(Natural-language object grounding data)

______

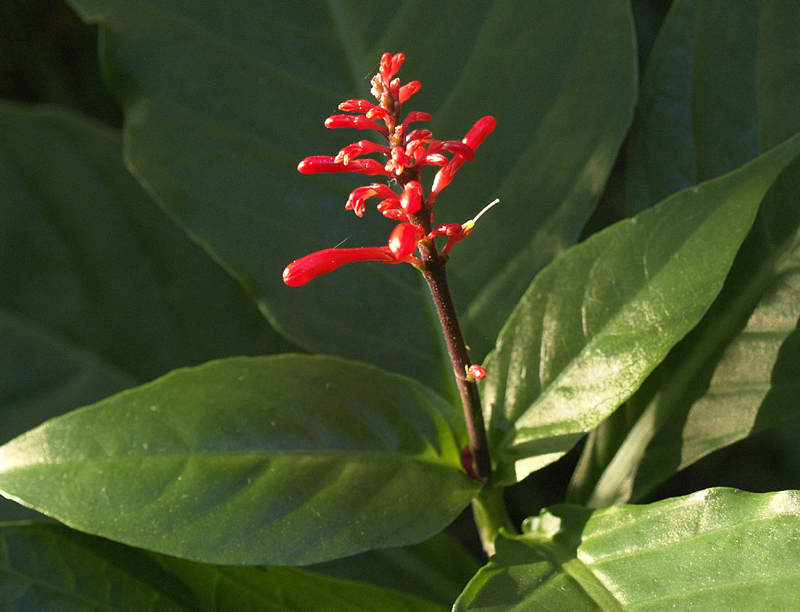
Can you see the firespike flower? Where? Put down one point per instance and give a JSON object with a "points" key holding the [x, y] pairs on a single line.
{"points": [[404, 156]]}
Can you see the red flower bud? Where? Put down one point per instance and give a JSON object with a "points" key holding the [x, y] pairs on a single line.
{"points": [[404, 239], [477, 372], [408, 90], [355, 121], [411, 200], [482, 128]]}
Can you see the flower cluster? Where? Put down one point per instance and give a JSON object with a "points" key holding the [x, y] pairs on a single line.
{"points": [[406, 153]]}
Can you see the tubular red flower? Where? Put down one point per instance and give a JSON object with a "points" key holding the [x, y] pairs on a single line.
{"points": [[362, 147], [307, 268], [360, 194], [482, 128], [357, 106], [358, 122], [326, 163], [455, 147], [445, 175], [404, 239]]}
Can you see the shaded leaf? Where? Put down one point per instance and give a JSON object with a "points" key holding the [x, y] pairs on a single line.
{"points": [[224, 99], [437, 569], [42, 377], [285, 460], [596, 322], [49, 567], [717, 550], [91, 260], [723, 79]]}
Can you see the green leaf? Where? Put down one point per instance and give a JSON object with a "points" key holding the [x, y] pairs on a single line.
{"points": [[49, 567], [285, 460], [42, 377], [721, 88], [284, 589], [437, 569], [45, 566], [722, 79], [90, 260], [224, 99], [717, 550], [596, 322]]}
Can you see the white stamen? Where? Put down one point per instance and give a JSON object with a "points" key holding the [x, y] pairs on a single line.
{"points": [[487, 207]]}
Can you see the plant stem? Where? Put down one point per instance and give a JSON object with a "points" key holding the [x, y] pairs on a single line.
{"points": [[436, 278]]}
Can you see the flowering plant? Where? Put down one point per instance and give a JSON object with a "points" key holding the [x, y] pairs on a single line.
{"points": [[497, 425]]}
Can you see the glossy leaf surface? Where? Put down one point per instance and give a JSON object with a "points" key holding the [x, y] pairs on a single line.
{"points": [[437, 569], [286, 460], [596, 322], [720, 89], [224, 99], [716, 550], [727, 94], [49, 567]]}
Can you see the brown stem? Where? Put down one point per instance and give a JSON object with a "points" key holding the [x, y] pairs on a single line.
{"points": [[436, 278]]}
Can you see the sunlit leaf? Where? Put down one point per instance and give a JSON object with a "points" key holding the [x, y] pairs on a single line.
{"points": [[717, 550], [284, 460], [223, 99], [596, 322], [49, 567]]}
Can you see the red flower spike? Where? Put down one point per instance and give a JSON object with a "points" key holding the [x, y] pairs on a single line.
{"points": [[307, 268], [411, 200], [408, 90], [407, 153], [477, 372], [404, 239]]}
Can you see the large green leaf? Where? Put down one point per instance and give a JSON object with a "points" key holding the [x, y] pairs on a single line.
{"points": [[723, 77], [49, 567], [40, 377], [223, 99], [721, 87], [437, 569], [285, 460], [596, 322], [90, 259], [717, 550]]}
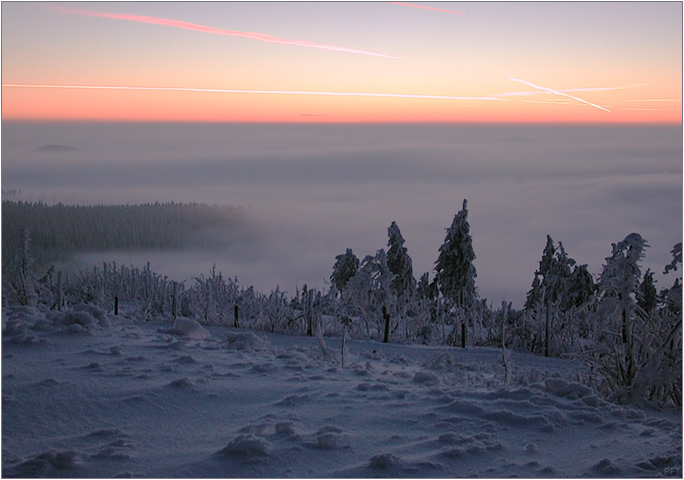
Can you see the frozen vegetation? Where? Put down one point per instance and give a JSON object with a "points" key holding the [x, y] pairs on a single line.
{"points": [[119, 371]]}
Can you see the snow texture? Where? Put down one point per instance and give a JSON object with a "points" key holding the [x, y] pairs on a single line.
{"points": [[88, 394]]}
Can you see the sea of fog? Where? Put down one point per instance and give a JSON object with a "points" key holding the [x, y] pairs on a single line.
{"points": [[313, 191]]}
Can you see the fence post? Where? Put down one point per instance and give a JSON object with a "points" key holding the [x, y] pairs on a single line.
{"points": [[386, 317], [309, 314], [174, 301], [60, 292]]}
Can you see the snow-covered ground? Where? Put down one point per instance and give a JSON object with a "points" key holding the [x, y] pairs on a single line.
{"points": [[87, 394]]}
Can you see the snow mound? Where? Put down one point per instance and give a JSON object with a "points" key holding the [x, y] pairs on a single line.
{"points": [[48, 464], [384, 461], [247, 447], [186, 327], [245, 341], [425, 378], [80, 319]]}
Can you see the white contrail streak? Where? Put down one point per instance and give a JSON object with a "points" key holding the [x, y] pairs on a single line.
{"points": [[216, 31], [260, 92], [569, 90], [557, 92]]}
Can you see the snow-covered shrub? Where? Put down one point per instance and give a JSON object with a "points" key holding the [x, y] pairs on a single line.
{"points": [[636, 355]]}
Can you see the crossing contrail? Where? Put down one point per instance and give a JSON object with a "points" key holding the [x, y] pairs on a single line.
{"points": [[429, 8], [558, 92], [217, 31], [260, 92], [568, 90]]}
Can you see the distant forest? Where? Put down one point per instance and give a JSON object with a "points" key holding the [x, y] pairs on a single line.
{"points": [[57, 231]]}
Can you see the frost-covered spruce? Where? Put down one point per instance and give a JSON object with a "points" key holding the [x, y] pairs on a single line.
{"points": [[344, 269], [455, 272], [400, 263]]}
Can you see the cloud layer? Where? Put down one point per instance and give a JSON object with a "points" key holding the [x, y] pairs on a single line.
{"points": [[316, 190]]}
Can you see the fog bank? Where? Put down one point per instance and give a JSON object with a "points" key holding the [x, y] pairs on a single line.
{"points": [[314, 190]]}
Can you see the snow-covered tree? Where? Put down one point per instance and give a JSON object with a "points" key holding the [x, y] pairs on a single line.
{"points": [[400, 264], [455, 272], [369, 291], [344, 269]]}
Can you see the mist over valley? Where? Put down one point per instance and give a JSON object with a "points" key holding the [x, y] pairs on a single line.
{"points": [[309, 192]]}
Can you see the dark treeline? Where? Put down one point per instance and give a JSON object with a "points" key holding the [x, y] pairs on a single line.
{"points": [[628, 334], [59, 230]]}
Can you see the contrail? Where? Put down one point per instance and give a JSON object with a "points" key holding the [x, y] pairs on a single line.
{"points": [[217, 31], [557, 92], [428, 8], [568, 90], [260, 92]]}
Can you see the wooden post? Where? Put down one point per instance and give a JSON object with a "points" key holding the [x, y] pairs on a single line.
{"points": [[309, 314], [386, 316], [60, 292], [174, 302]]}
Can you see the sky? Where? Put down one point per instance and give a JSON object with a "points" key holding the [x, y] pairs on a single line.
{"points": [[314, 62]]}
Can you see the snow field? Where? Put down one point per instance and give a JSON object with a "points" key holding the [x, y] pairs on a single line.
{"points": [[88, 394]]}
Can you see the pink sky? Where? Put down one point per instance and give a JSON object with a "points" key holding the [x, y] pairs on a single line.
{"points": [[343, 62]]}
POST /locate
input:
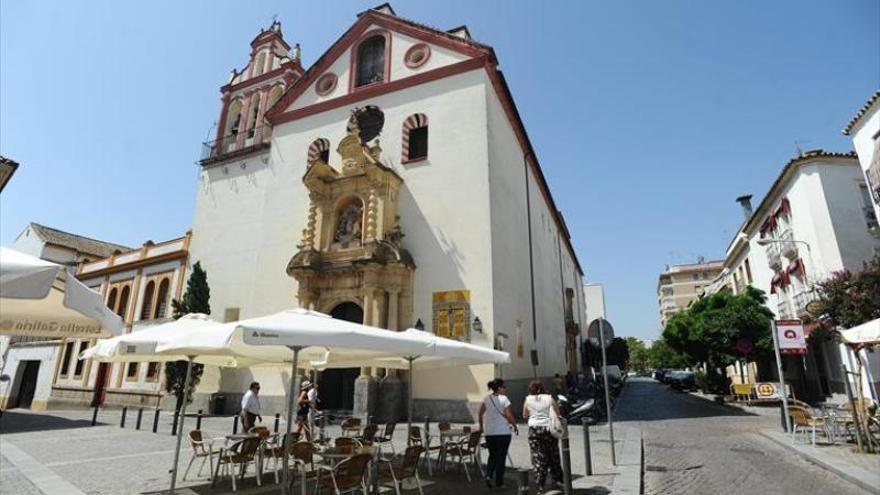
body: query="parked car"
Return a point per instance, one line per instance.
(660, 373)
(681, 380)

______

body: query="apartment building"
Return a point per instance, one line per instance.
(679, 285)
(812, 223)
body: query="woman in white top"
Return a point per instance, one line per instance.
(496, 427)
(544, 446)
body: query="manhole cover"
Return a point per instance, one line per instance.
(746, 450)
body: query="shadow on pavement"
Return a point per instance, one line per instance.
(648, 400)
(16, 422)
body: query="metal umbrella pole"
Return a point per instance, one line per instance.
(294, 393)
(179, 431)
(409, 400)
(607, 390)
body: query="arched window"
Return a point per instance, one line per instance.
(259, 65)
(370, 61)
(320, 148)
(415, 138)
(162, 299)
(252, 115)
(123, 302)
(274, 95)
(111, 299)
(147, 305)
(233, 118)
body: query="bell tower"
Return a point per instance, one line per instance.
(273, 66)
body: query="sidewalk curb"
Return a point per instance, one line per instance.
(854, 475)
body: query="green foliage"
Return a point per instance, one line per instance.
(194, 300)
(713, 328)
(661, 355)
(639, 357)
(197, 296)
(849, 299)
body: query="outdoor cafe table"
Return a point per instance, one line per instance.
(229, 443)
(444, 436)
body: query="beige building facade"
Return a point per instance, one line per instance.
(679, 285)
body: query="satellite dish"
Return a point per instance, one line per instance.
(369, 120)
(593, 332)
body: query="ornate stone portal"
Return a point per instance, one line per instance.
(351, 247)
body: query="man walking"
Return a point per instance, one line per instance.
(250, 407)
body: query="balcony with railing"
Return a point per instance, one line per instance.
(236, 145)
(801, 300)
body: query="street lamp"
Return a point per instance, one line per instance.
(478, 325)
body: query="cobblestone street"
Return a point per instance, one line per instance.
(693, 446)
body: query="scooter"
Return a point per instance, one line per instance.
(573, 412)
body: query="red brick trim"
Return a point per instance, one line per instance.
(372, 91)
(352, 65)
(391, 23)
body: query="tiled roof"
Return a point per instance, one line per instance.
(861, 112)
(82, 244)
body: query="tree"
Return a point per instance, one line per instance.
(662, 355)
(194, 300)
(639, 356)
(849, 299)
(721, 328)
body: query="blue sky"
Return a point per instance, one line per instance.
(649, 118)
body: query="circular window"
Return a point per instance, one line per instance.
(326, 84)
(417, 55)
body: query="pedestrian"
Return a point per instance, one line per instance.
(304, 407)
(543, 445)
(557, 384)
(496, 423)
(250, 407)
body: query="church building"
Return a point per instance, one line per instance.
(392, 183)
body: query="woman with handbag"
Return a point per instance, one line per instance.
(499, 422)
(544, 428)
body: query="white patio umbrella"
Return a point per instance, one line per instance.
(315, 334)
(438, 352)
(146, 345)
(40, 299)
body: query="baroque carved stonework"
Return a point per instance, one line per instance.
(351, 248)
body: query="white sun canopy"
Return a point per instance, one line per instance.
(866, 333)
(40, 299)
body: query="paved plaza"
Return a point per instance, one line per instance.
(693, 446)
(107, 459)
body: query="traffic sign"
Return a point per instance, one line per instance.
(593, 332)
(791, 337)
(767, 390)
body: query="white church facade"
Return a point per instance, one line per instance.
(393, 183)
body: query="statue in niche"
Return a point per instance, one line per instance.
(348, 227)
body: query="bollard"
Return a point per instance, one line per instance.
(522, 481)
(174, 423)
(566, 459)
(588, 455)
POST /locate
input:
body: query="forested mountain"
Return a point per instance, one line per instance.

______

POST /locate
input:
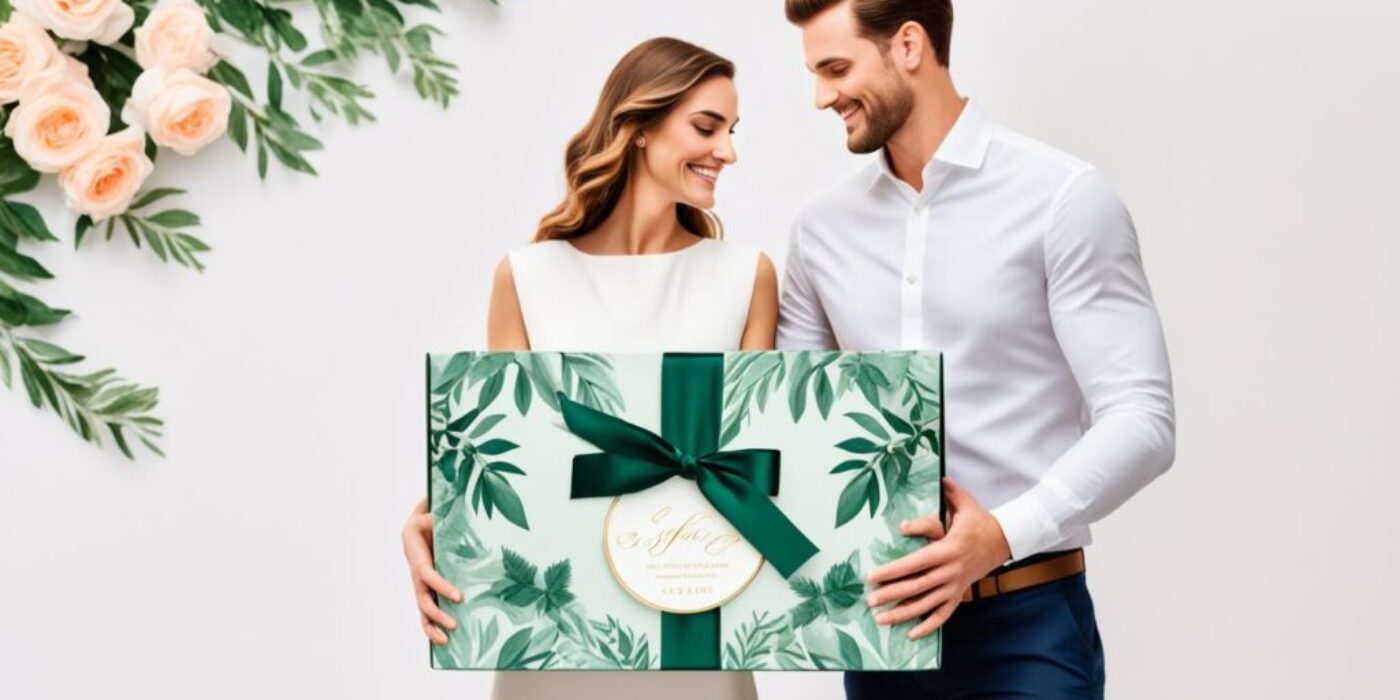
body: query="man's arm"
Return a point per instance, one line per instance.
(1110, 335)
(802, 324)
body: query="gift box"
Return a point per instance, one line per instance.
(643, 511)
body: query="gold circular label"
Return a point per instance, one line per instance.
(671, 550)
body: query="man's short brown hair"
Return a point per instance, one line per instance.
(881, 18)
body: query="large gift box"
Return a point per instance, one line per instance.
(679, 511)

______

How to complete this task: Copy out every line of the data where the word "building" occurs.

Solved problem:
body: query="apartment building"
body: query="beige building facade"
body: query="church building"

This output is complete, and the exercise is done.